> [Passage shown]
****************

- Scene from "Gramma"
- Episode no.: Season 1 Episode 18a
- Directed by: Bradford May
- Written by: Harlan Ellison
- Based on: "Gramma" by Stephen King
- Original air date: 14 February 1986

Guest appearances
- Barret Oliver as Georgie; Darlanne Fluegel as Mother; Frederick Long as Gramma (body); Piper Laurie as Gramma (voice);

Episode chronology
| ← Previous "Quarantine" | Next → "Personal Demons" |

= Gramma (The Twilight Zone) =

"Gramma" is the first segment of the eighteenth episode of the first season of the television series The Twilight Zone. This segment, about a boy who is afraid of his grandmother, is based on the short story of the same name by Stephen King, published in the collection Skeleton Crew (1985).

==Plot==
Eleven-year-old George is left alone with his infirm grandmother, while his mother leaves to visit George's brother in the hospital. George's mother is concerned since George is frightened of "Gramma", but George insists he has grown out of his fear.

Gramma asks George for tea. As George brings tea, he recalls how his mother and her siblings discussed how dangerous Gramma is now that she is senile. Her hand reaches out from the bedclothes. This startles George, and he drops the tea tray and flees the room.

Regaining his composure, George returns to clean up the mess. He opens a panel in the floor. He takes two books from the concealed hole and runs out with them. One of the books is the Necronomicon, while the other is a diary which discusses witchcraft and summoning the dead. He realizes Gramma is a witch.

George returns to Gramma's room and tries without success to rouse her. He finds she has no pulse. Thinking she is dead, he runs to the phone to call the hospital, but the line is tied up. He returns to her room to cover up her face. Gramma reaches out and grabs him, and they seem to merge into one being.

George's mother returns and finds George sitting at the kitchen table with his grandmother's books. He explains that Gramma died and he was scared. She comforts him, saying that Gramma will still always be with them. George now has glowing red eyes like Gramma.

==Production==
The Twilight Zones staff writers were unhappy when they were told that CBS had acquired the television rights for Stephen King's "Gramma", feeling that it would be almost impossible to adapt, since it consists mostly of internal monologues. Faced with the choice of producing a segment from it or swallowing the considerable cost of licensing a Stephen King property, they turned the unenviable task of writing the teleplay over to story consultant Harlan Ellison.

****************

(Saved entries)
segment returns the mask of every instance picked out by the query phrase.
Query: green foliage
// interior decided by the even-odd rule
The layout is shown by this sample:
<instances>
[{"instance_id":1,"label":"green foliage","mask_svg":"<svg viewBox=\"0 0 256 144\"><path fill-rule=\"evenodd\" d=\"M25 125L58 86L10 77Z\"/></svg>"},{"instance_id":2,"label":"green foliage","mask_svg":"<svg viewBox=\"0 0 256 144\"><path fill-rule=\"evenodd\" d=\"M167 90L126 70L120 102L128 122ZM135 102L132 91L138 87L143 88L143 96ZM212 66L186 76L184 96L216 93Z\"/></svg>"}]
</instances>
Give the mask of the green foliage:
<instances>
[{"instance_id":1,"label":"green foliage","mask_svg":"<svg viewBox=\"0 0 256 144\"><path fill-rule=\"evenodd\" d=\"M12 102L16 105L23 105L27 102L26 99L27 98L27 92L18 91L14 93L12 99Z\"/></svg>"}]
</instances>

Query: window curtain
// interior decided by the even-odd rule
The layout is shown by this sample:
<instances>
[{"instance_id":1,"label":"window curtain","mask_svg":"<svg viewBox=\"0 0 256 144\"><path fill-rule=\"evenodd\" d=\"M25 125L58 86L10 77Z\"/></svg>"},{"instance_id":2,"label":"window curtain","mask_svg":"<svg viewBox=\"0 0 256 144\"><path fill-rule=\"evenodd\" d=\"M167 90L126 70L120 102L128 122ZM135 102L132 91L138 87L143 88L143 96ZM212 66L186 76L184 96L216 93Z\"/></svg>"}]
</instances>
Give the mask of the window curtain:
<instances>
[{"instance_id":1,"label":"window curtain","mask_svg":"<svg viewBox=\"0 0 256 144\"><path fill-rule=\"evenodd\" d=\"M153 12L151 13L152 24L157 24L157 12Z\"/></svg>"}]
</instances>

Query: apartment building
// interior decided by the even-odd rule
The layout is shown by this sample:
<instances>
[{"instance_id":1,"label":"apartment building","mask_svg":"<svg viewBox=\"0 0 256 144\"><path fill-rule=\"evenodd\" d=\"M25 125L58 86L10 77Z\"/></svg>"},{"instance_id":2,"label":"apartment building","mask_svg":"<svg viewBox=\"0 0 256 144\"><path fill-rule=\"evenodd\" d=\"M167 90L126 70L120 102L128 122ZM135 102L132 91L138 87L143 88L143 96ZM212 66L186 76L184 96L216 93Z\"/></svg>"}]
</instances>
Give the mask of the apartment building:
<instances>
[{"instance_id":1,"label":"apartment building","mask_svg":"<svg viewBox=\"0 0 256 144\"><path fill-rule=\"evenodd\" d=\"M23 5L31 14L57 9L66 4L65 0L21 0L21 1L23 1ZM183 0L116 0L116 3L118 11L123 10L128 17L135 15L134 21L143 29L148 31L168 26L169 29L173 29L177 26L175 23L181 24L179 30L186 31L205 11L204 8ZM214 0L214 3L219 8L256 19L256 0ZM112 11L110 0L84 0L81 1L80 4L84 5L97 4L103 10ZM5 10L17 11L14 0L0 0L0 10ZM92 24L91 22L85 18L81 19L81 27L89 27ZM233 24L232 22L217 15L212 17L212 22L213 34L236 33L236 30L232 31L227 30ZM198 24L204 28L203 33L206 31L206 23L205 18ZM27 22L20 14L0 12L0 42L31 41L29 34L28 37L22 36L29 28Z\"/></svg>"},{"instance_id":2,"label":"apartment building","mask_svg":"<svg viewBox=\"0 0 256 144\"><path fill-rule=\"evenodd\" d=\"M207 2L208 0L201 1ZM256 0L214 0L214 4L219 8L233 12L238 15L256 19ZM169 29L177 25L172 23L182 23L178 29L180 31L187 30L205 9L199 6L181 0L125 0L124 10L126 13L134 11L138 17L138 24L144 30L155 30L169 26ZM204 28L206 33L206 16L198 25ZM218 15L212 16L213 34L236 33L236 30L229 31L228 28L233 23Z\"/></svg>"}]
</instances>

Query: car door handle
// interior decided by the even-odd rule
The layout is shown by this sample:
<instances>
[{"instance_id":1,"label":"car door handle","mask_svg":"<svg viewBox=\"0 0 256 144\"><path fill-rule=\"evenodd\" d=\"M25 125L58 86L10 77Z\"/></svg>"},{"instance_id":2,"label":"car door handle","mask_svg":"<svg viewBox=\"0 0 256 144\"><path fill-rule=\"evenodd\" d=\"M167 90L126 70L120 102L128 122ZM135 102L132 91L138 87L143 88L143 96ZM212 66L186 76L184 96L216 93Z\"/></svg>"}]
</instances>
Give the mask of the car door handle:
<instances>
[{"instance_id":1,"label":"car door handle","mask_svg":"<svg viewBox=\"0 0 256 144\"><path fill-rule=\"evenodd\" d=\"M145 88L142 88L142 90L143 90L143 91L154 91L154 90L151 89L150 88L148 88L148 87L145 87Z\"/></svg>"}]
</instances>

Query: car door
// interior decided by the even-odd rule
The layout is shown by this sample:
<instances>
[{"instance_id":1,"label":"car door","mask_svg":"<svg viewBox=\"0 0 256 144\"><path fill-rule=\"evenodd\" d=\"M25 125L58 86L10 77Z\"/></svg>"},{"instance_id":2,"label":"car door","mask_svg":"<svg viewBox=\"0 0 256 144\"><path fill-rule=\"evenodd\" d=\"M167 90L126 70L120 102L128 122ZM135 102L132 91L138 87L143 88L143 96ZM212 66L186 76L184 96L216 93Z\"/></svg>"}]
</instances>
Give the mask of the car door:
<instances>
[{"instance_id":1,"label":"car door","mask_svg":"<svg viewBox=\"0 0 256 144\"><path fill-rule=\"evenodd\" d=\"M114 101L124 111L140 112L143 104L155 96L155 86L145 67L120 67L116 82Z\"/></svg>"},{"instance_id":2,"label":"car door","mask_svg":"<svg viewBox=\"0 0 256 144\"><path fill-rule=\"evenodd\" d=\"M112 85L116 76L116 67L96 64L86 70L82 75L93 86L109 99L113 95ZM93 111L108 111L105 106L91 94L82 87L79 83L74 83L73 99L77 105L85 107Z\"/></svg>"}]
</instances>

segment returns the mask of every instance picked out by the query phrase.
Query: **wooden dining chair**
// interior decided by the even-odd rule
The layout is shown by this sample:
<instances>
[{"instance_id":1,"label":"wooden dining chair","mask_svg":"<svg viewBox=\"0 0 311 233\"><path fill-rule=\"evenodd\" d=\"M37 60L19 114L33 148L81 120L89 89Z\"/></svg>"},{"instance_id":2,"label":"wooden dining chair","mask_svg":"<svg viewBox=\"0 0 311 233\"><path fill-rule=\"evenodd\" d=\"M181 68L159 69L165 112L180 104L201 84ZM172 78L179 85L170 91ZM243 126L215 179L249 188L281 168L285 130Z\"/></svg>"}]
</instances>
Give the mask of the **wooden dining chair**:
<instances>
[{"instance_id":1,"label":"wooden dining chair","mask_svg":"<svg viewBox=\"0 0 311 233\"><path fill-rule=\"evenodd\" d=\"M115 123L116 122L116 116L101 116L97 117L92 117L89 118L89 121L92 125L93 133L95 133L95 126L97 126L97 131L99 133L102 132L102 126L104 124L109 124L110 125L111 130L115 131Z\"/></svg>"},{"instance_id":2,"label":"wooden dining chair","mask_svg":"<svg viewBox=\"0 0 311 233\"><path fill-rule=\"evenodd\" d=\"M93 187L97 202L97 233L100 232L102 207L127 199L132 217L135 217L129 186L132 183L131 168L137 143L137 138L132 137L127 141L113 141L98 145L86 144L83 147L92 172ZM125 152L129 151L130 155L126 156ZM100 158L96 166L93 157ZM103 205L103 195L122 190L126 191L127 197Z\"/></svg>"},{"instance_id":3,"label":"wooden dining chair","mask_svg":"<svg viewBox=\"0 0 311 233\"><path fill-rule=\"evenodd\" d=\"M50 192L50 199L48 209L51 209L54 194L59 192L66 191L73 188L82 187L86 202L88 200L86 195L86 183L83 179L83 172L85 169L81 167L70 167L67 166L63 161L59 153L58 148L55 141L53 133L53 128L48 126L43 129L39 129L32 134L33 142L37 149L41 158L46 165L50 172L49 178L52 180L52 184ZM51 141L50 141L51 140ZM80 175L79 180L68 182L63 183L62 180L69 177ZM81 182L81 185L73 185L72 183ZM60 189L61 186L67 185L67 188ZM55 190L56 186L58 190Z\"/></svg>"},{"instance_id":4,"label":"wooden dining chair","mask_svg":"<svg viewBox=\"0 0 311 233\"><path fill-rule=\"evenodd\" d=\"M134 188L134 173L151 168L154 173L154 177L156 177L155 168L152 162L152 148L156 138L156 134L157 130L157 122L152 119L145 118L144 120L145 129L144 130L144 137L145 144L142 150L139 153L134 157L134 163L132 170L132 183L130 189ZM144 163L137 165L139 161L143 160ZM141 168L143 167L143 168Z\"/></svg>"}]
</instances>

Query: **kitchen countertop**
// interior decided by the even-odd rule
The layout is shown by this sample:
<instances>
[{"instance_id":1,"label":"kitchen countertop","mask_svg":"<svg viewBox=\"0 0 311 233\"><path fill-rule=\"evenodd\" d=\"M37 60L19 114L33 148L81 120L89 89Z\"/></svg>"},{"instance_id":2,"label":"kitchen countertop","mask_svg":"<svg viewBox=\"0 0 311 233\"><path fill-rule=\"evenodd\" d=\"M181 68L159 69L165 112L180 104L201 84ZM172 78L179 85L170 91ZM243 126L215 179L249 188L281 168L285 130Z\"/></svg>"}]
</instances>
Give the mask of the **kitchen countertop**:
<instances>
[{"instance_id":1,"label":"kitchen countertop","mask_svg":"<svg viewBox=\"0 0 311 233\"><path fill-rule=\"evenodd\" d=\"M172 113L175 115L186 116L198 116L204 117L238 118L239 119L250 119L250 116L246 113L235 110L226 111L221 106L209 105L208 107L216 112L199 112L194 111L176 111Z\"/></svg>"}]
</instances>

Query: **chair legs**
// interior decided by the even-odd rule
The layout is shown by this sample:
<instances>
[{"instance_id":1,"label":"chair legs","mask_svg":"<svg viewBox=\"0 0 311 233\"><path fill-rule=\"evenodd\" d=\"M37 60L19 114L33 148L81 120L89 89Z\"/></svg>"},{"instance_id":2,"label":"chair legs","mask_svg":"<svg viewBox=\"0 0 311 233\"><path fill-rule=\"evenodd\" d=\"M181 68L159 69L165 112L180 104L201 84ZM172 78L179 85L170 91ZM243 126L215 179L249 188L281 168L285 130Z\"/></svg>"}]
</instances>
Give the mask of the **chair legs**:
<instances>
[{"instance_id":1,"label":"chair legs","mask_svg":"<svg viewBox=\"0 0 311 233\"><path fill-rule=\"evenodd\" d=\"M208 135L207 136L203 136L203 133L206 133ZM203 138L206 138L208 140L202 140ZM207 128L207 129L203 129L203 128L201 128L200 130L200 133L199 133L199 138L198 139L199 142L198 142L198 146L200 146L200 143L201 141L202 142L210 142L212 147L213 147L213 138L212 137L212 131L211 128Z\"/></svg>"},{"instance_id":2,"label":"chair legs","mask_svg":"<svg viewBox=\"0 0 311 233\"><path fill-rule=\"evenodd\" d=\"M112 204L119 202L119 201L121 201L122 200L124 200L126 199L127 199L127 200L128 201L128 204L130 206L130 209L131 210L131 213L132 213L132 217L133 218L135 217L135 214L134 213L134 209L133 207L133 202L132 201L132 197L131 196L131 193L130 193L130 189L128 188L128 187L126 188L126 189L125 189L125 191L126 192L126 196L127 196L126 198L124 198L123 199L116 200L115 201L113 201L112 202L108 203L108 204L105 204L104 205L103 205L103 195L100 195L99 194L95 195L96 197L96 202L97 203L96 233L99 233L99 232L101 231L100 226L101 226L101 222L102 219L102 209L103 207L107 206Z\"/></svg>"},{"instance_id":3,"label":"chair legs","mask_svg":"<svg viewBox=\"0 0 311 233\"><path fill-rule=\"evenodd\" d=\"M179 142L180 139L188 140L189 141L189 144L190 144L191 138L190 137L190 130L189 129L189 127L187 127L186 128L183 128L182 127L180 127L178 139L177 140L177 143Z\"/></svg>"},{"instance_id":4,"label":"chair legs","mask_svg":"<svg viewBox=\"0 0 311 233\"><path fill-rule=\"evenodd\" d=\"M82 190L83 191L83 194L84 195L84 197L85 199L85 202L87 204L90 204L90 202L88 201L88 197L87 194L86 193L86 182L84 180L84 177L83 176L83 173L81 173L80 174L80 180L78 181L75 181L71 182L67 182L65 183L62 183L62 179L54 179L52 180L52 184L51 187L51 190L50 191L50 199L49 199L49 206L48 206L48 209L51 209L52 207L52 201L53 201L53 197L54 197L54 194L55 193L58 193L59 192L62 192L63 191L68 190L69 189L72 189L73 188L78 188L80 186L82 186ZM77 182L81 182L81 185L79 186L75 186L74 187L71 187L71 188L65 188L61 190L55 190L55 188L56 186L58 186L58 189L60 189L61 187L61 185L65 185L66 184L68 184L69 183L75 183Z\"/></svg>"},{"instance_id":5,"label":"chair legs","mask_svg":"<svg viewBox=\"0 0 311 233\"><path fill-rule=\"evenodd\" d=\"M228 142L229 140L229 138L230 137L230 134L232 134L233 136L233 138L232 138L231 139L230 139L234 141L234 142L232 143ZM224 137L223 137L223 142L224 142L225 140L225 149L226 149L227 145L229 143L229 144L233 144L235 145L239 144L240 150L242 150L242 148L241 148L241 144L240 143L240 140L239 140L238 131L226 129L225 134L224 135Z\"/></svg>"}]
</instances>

****************

> [Questions on the material]
• a. In the episode article, which collection published the Stephen King short story that the segment is based on?
• b. In the episode article, copy the part that opens with the words containing "Gramma asks George" and closes with "into one being.", swapping "diary" for "journal".
• c. Render this sentence from the episode article in Spanish: "George's mother returns and finds George sitting at the kitchen table with his grandmother's books."

> [Outputs by task]
• a. Skeleton Crew (1985).

• b.
Gramma asks George for tea. As George brings tea, he recalls how his mother and her siblings discussed how dangerous Gramma is now that she is senile. Her hand reaches out from the bedclothes. This startles George, and he drops the tea tray and flees the room.

Regaining his composure, George returns to clean up the mess. He opens a panel in the floor. He takes two books from the concealed hole and runs out with them. One of the books is the Necronomicon, while the other is a journal which discusses witchcraft and summoning the dead. He realizes Gramma is a witch.

George returns to Gramma's room and tries without success to rouse her. He finds she has no pulse. Thinking she is dead, he runs to the phone to call the hospital, but the line is tied up. He returns to her room to cover up her face. Gramma reaches out and grabs him, and they seem to merge into one being.

• c. La madre de George regresa y encuentra a George sentado a la mesa de la cocina con los libros de su abuela.